EXERCISE OBJECTIVE
Turn every line of the entries below into a single numbered list, dropping any blank lines.

DATA EXCERPTS
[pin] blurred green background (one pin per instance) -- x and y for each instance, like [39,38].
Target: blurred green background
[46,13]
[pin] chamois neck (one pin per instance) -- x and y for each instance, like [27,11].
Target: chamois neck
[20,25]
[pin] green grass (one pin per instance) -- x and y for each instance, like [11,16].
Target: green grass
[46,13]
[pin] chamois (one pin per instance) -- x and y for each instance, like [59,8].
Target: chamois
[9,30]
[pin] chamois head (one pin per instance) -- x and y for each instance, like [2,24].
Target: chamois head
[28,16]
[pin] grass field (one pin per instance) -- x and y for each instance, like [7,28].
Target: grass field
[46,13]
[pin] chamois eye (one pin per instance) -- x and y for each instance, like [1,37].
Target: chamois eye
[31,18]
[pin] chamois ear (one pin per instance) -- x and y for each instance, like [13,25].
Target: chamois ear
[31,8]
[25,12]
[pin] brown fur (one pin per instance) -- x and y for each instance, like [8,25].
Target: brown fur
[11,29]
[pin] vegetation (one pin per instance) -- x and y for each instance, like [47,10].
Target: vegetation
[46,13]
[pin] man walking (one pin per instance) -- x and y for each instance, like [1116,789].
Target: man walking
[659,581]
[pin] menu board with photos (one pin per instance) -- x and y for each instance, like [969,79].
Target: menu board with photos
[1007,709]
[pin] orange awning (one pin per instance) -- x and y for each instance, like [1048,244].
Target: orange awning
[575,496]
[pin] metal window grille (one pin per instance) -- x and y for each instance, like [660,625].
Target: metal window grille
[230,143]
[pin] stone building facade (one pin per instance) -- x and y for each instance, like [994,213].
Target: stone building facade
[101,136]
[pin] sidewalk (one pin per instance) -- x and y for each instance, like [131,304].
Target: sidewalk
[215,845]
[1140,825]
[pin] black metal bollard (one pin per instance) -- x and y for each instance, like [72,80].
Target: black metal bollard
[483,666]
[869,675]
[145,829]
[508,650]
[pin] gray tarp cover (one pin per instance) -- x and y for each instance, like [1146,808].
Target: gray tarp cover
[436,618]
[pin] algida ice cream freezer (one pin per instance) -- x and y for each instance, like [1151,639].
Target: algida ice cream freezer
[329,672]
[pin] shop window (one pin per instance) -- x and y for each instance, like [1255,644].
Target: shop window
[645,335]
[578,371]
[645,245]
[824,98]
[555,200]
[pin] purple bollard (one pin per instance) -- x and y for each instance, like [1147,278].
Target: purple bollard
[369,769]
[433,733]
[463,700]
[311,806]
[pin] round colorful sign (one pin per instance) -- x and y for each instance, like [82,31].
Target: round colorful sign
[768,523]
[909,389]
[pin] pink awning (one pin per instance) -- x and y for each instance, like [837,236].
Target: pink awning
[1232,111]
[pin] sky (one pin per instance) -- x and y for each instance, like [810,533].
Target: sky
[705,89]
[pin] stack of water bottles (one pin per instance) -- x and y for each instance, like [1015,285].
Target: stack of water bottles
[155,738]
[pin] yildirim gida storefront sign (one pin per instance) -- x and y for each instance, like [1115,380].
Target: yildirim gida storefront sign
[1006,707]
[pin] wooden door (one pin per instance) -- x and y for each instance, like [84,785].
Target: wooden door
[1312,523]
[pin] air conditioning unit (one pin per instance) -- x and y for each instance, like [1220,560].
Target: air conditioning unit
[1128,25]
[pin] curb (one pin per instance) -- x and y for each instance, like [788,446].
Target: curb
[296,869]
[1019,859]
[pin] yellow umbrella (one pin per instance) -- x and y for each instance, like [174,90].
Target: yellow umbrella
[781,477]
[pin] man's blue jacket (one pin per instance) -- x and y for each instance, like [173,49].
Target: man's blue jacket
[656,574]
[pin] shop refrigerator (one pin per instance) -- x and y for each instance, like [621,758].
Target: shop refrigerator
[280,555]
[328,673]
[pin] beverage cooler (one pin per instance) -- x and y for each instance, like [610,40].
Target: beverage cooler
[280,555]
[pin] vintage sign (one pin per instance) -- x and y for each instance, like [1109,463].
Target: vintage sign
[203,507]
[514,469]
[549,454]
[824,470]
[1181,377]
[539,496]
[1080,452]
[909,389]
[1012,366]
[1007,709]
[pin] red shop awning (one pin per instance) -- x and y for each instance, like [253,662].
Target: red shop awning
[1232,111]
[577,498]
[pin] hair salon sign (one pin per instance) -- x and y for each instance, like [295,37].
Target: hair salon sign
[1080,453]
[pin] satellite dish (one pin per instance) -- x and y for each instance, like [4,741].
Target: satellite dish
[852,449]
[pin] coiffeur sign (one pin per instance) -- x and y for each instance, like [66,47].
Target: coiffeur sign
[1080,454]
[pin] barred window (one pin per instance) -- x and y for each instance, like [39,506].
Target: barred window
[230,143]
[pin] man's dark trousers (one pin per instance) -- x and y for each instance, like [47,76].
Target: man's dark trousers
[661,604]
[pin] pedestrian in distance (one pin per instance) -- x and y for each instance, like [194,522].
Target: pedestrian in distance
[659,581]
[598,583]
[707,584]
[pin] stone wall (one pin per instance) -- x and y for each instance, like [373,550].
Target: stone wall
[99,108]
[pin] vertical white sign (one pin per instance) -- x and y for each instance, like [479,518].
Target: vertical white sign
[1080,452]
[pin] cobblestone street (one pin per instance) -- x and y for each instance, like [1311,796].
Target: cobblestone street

TASK SOLUTION
1. [pin] blurred green background (one pin per instance) -- x and y for each instance, like [39,38].
2. Target: blurred green background
3. [46,13]
4. [pin] chamois neck (one pin per instance) -- x and y for each instance, like [27,11].
5. Target: chamois neck
6. [20,25]
7. [pin] green grass (one pin per instance) -- x and y for each instance, like [11,16].
8. Target: green grass
9. [46,13]
10. [pin] chamois (one pin per instance) -- x and y for each instance, like [59,8].
11. Target: chamois
12. [9,30]
13. [pin] chamois head (one pin per instance) -- x and y for each instance, like [2,24].
14. Target: chamois head
15. [28,16]
16. [pin] grass field (one pin per instance) -- x and y for each instance, like [7,28].
17. Target: grass field
18. [46,13]
19. [pin] chamois eye (one pin per instance) -- x and y for each instance, like [1,37].
20. Target: chamois eye
21. [31,18]
22. [pin] chamois ear (one pin per instance) -- x and y for each instance, like [13,25].
23. Target: chamois ear
24. [31,8]
25. [25,12]
26. [pin] brown fur (one pin per instance) -- x and y for each instance, like [8,25].
27. Target: brown fur
28. [11,29]
29. [pin] vegetation (one pin per instance) -- x and y for each instance, like [47,10].
30. Target: vegetation
31. [46,13]
32. [pin] man walking (one pin per instance) -- x and y for each instance, like [1116,789].
33. Target: man walking
34. [659,581]
35. [pin] menu board with photos (one pin per instance) -- x and y for each instance, like [969,79].
36. Target: menu board with photos
37. [1007,709]
38. [pin] orange awning (one pin per instance) -- x and y for each instance, like [1048,244].
39. Target: orange awning
40. [575,496]
41. [pin] metal window grille (one pin per instance) -- x and y for each instance, like [660,625].
42. Target: metal window grille
43. [230,143]
44. [pin] stone building facade (one pin per instance) -- x and y for each instance, like [994,213].
45. Target: stone building facade
46. [101,136]
47. [pin] sidewalk (one pin per instance) -- x and y for each instance, like [131,304].
48. Target: sidewalk
49. [215,845]
50. [1140,825]
51. [pin] black metal bollard (one pin per instance) -- x and y for each instance, like [72,80].
52. Target: black metal bollard
53. [483,666]
54. [869,675]
55. [145,829]
56. [508,650]
57. [pin] gray tarp cover (one pin per instance) -- x and y for each instance, like [1146,808].
58. Target: gray tarp cover
59. [436,618]
60. [pin] algida ice cream freezer (one pin per instance) -- x and y for each instance, like [1151,639].
61. Target: algida ice cream freezer
62. [329,672]
63. [pin] shop window (one pin per instance) -- x and y for each instance, like [1255,644].
64. Target: shop window
65. [645,335]
66. [578,371]
67. [645,245]
68. [824,98]
69. [555,200]
70. [pin] purple bollard (one pin per instance) -- x and y for each instance, like [1147,278].
71. Target: purple bollard
72. [369,769]
73. [433,733]
74. [463,700]
75. [311,806]
76. [pin] round colorful sign (one pin per instance) -- x and y for each instance, like [82,31].
77. Target: round colorful sign
78. [768,523]
79. [909,389]
80. [pin] pink awning (one pin per instance) -- x and y for each instance, like [837,236].
81. Target: pink awning
82. [1232,111]
83. [pin] sky (one pin per instance) -- x and y for each instance, like [810,533].
84. Target: sky
85. [705,89]
86. [pin] stack of water bottles (one pin per instance) -- x and y for each instance, like [1015,285].
87. Target: stack of water bottles
88. [155,738]
89. [pin] yildirim gida storefront sign (one pin per instance) -- x and y for each instance, like [1115,380].
90. Target: yildirim gida storefront sign
91. [1006,707]
92. [pin] wooden door (one pin per instance) -- x and y for each instance, like [84,785].
93. Target: wooden door
94. [1312,523]
95. [pin] air conditioning unit (one pin per instance) -- x and y for each instance, like [1220,560].
96. Target: air conditioning unit
97. [1128,25]
98. [pin] curb (one pin per instance) -- x and y for each instance, like [788,446].
99. Target: curb
100. [296,869]
101. [1019,859]
102. [pin] yellow umbrella (one pin per instance) -- x and y for each instance, like [174,90].
103. Target: yellow umbrella
104. [781,477]
105. [pin] man's blue jacket (one pin per instance) -- x and y for each instance, like [173,49].
106. Target: man's blue jacket
107. [656,574]
108. [pin] shop refrigerator (one pin per instance) -- x and y for each instance, like [621,758].
109. Target: shop refrigerator
110. [280,555]
111. [328,673]
112. [pin] beverage cooler (one pin per instance) -- x and y for each instance, like [610,40].
113. Target: beverage cooler
114. [280,555]
115. [pin] vintage sign (one pin per instance) -- x and y for each instance, like [1109,463].
116. Target: vintage sign
117. [203,507]
118. [514,469]
119. [549,454]
120. [824,470]
121. [1181,377]
122. [539,496]
123. [1080,452]
124. [909,389]
125. [1012,366]
126. [1007,709]
127. [pin] red shop awning (one pin per instance) -- x and y for each instance, like [253,662].
128. Target: red shop awning
129. [1232,111]
130. [577,498]
131. [pin] hair salon sign (one pin per instance) -- x and y for each instance, like [295,37].
132. Target: hair salon sign
133. [1080,453]
134. [pin] satellite dish (one pin per instance) -- x and y for each instance, like [4,741].
135. Target: satellite dish
136. [852,449]
137. [pin] coiffeur sign (one pin per instance) -- x and y for each instance, like [66,47].
138. Target: coiffeur sign
139. [1080,454]
140. [pin] barred window (one pin per instance) -- x and y for each instance, like [39,506].
141. Target: barred window
142. [230,143]
143. [pin] man's dark trousers (one pin per instance) -- x and y for each instance, like [47,76].
144. Target: man's dark trousers
145. [661,604]
146. [pin] pedestrian in distance (one pin per instance) -- x and y for each instance, like [194,522].
147. Target: pedestrian in distance
148. [659,581]
149. [598,583]
150. [707,584]
151. [pin] stone wall (one pin per instance) -- x and y for each instance, like [373,550].
152. Target: stone wall
153. [99,108]
154. [pin] vertical white sign (one pin per instance) -- x and y for each instance, like [479,518].
155. Target: vertical white sign
156. [1080,452]
157. [pin] cobblestone street (one pin per instance) -- x and y for each instance, like [1311,796].
158. Target: cobblestone street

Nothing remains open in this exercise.